Searching for the Samoan cover boy
Searching for the Samoan cover boy
By Astral Sligo & Piper Wallis
My camera loved Samoa almost as much as I did – the unmuted colours of the villages and sea, the captivating beauty of the flora, and the sparkling smiles of the unabashedly friendly children who crowded around me whenever I had the camera lens-cap off: 'Please Miss, take our photo!'
On my second day in the Treasured Islands, I had pitched up on the island of Savaii. I had no plans other than to go diving, and hopefully to find some ancient ruins. I had nothing booked, but, as I was editing them at the time, I had my Jasons' map and guide in my daypack, and knew that I wanted to get to the north of the island.
I headed to Fagamalo, and after a morning underneath the turquoise waters with Dive Savaii (along reefs and investigating shipwreck sites, even spotting a barracuda!), I headed to Manase, a small seaside village picturesquely located on a long white-sand beach. I found some beach fale accommodation and set about relaxing for the day.

■ Record excerpts ■
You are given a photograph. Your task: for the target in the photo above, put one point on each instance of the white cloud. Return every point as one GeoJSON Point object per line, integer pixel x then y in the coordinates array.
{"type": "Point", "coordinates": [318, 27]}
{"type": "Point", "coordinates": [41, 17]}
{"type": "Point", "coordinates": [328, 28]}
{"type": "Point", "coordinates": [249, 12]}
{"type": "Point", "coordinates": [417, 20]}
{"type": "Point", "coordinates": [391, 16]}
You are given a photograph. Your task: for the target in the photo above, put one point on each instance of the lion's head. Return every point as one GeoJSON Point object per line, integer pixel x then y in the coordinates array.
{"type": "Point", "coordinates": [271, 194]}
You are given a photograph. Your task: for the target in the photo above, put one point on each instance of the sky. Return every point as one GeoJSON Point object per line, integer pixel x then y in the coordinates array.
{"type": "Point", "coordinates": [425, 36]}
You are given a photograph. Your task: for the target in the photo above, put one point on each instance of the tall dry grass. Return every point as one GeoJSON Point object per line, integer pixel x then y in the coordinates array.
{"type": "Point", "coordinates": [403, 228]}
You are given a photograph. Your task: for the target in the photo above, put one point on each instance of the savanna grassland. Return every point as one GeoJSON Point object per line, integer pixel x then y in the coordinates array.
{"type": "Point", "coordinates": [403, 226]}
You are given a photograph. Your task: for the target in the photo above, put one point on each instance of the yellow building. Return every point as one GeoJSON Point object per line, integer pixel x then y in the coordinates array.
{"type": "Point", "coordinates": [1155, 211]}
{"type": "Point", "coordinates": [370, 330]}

---

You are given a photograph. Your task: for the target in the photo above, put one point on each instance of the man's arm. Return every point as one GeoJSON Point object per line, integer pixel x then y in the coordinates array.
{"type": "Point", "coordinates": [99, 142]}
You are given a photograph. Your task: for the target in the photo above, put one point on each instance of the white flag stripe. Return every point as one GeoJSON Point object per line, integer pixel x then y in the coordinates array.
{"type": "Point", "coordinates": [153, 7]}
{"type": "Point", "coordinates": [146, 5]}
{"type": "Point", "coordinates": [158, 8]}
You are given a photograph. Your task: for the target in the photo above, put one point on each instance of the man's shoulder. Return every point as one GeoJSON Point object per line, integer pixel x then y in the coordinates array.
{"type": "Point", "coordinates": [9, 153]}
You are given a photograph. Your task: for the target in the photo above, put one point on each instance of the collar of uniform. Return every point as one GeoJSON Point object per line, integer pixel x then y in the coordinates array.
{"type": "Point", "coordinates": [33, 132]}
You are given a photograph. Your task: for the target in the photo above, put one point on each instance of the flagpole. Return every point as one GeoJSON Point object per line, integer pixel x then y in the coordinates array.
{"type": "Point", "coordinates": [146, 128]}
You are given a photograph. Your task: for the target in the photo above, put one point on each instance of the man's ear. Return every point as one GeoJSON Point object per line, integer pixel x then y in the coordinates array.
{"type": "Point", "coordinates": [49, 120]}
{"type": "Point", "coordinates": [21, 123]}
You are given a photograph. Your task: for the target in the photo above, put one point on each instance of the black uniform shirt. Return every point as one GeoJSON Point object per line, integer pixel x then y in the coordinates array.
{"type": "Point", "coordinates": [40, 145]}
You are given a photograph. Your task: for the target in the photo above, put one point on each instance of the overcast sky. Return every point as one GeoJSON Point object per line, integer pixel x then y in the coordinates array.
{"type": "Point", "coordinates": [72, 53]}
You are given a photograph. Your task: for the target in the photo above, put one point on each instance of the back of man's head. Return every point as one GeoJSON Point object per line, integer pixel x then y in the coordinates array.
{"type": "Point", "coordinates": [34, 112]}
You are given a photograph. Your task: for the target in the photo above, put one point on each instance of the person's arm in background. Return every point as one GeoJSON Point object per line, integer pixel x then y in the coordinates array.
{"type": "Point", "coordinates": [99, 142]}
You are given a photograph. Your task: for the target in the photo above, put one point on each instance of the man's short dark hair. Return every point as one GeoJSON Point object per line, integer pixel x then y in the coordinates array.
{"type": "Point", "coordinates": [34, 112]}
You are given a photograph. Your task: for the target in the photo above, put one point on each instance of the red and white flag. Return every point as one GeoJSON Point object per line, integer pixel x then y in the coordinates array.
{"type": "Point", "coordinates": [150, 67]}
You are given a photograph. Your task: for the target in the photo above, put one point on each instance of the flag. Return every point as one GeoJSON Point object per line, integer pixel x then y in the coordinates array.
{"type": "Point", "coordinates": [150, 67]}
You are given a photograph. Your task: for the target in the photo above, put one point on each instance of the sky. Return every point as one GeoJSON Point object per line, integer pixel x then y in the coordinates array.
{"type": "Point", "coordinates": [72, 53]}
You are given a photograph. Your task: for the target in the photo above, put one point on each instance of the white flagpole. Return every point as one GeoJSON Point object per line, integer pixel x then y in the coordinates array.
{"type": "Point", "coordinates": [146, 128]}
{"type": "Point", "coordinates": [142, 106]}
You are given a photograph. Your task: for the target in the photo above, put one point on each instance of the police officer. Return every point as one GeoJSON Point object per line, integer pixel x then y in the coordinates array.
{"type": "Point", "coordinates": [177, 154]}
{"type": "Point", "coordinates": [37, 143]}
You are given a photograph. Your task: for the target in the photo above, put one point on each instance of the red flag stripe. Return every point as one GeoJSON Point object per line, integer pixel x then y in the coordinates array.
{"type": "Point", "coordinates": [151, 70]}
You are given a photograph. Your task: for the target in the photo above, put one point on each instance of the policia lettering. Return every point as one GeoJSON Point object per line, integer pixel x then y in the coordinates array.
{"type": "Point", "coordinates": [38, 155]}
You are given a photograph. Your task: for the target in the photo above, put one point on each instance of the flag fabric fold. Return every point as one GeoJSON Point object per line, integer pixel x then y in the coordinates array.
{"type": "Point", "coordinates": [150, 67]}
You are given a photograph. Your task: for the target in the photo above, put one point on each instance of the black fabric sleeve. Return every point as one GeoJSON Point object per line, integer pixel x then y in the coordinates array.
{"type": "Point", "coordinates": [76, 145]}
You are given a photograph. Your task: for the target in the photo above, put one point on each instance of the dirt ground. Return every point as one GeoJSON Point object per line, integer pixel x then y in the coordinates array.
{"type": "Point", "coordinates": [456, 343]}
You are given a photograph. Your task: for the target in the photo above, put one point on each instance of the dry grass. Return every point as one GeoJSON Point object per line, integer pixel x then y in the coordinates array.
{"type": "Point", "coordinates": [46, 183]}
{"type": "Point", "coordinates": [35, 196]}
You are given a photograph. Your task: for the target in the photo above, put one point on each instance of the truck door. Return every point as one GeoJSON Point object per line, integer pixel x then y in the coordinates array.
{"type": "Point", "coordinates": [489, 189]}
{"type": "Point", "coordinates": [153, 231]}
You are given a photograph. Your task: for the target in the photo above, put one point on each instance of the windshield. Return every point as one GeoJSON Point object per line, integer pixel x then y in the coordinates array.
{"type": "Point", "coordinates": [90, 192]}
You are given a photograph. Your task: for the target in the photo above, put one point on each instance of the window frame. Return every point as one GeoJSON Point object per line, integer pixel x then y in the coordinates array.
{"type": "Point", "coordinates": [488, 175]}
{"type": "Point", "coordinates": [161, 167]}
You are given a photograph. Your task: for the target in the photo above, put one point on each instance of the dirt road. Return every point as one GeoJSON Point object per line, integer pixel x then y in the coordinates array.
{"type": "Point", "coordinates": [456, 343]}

■ To do ■
**a.** State how many lines of the listing contain the word "white", counting only matches with the same letter case, and give only the number.
**b.** Extend the Samoa travel account past its final sentence.
The Samoa travel account and the listing come from separate sources.

■ Task-by-task results ■
**a.** 4

**b.**
Sometime between my afternoon nap in the shade of a coconut tree, and my sunset swim, I took a walk along the main road of the village (the same road that encircles Savaii). I wanted to capture the vibrant hues of the painted bus stops – where bunches of bananas hung for all to help themselves – and the lush tropical trees that serve as a roadside border (a hedge of mango and papaya trees is my idea of heaven).
I was the only one on the road, it was not yet the cooling end of the afternoon, and I think most of the locals were sensible and keeping in the shade. Then I heard it; the rumbling whooshing of a bus with the deep bass of whatever music the driver was playing. I managed to snap a few photos of the audaciously coloured vehicle (such a feature of any time spent in Samoa). As I was checking the photos under the shade of a bus stop, two young school boys headed towards me.
We greeted each other, I asked how their day at school was and if they wanted their photo taken. One didn't want to, but the other boy stood and smiled and let me take a few photos. I knew these photos were good and would capture for me all the vibrancy and friendliness that I had so far experienced in Samoa.
I thanked him as he walked off towards his home and I went back to my fale on the beach.
Ten days later, I was back in the office in rainy Auckland and the 2013 Samoa guide was due to print. My trip to Samoa seemed to be a lifetime away as the designer and I looked through the few photos we had available for cover shots. Somehow the image we’d originally selected for the guide was unable to be used, and we were stuck, trying to find something that would really evoke a welcoming holiday destination.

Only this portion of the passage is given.